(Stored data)
....

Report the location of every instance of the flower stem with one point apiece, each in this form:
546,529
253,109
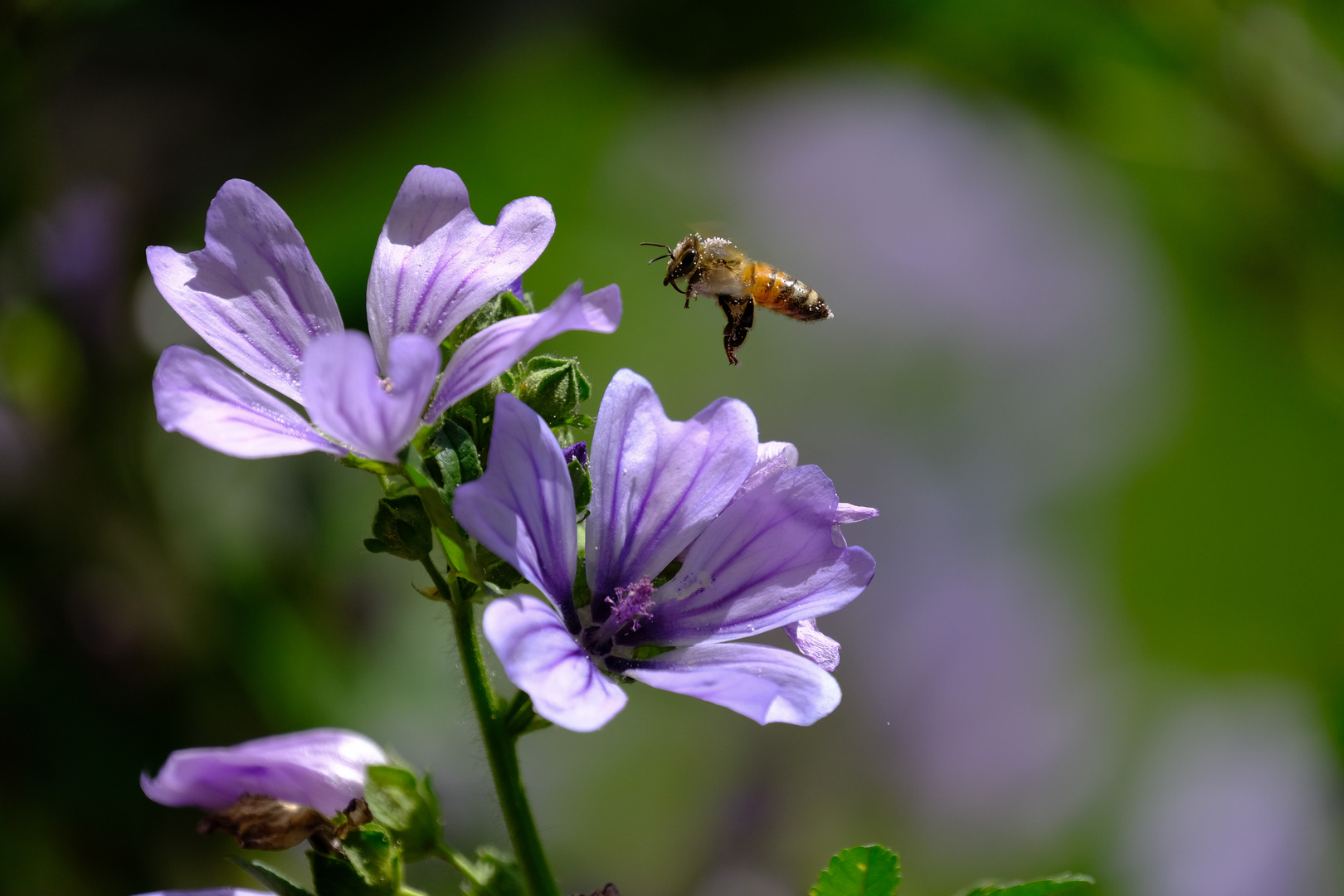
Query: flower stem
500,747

....

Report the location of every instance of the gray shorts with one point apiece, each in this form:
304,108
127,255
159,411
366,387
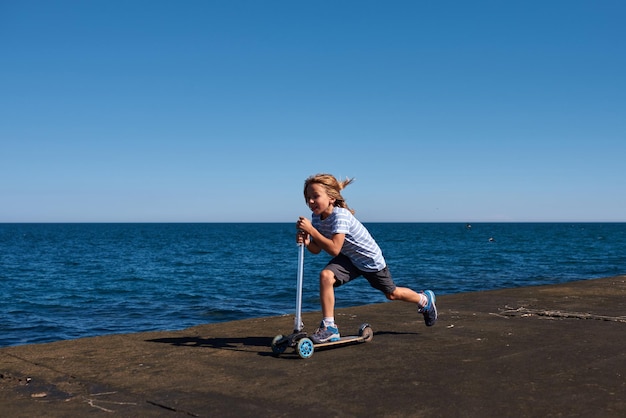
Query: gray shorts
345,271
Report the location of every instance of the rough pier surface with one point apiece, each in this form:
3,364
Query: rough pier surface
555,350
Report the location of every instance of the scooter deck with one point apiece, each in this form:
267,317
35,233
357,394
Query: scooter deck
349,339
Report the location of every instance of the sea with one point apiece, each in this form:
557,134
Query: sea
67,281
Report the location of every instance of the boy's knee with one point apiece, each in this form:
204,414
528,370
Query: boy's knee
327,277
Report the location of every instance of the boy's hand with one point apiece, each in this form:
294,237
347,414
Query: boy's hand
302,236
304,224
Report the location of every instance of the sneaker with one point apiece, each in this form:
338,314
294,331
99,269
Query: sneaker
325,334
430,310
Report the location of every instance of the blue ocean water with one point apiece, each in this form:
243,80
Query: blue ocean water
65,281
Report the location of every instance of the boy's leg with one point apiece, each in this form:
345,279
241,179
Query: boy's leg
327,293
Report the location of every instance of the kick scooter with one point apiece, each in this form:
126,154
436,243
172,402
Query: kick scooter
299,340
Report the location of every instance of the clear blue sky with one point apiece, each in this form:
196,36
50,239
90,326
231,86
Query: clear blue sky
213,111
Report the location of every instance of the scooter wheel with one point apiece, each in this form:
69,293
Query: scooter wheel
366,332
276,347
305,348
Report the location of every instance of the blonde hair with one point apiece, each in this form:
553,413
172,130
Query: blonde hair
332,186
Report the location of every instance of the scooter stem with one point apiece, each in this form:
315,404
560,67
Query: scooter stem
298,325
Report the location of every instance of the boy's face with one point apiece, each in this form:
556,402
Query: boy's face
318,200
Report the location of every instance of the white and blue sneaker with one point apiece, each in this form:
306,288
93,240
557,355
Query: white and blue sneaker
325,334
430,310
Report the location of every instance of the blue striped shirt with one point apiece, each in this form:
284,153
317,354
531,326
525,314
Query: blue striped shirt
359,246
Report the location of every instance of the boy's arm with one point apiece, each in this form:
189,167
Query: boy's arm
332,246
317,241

....

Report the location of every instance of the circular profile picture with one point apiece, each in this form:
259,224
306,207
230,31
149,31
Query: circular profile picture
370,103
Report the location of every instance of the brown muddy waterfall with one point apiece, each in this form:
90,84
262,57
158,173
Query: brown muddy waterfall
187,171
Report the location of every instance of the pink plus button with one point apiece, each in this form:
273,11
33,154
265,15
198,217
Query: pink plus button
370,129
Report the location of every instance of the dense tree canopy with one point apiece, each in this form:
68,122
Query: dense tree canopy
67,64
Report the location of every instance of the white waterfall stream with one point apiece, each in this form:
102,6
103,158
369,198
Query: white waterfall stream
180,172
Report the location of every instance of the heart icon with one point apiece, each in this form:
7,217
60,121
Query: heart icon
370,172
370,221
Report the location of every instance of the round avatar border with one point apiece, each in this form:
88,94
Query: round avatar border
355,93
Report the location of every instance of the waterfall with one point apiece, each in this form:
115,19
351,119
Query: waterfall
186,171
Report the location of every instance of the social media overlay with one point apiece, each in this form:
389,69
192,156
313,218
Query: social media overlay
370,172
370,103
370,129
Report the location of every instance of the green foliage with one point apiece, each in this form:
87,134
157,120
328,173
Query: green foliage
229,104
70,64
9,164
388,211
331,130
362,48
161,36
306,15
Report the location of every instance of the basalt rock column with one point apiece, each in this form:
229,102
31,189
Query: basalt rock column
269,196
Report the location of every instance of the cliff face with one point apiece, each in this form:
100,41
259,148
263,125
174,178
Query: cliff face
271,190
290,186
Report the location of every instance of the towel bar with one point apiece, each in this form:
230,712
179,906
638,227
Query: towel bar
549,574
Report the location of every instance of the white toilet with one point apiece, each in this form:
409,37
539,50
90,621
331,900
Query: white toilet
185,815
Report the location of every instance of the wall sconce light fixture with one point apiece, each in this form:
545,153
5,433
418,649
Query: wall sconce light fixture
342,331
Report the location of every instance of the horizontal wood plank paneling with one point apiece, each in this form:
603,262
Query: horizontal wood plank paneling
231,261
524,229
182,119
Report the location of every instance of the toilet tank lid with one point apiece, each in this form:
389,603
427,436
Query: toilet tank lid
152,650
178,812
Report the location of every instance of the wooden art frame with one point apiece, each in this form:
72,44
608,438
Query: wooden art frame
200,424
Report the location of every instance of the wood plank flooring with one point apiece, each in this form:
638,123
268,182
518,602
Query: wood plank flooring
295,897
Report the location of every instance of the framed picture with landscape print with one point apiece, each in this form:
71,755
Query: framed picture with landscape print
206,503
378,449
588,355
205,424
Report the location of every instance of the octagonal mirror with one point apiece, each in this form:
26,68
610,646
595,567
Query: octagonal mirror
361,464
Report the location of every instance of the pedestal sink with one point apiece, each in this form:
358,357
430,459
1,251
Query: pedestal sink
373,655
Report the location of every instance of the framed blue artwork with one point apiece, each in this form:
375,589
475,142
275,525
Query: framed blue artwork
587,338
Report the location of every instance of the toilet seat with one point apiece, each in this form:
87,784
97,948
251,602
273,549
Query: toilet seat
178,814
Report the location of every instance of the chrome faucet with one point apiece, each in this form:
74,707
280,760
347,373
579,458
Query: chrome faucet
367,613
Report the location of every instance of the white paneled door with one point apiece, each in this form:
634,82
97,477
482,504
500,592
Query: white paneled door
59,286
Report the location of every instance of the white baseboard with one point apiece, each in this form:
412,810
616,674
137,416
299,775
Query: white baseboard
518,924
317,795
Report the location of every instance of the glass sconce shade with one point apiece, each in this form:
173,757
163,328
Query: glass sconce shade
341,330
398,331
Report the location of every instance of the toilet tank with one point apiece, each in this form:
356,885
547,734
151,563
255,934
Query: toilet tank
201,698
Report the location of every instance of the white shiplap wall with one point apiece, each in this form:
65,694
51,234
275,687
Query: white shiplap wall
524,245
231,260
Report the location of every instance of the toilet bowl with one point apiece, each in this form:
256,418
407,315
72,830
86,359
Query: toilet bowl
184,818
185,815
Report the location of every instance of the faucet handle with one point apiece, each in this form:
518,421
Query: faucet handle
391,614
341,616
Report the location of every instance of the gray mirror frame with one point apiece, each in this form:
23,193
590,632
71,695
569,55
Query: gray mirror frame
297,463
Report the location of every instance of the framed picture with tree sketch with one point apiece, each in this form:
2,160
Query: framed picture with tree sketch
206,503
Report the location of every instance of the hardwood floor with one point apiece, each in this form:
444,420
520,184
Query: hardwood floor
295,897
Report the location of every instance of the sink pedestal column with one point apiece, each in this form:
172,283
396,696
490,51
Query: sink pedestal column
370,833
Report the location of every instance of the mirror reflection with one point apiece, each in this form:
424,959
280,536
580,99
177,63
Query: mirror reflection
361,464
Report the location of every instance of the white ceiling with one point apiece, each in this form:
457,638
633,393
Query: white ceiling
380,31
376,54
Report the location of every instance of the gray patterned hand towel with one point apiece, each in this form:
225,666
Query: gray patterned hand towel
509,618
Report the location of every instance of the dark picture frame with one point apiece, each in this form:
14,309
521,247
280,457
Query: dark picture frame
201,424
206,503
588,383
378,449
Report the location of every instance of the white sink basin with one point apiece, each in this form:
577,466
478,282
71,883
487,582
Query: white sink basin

....

§ **TASK REQUIREMENTS**: Every line above from the line with "Query: white ceiling" to the line with "Query: white sink basin", inclusive, must be returned exactly; no other line belongs in the reply.

§ **ANSWER SECTION**:
Query: white ceiling
380,31
376,54
Report the location of every instance of the gray patterned hand towel with one point apiece, each in this form:
225,666
Query: gray patterned hand towel
509,618
Report the location of every instance of the dark picture frame with one point apiece, each in this form:
14,309
521,247
280,457
Query: dark picture frame
201,424
206,503
588,383
378,449
Report the location of every instance of the white sink basin with one point apiece, each in this form:
577,466
478,282
71,883
487,582
Query: white sink basin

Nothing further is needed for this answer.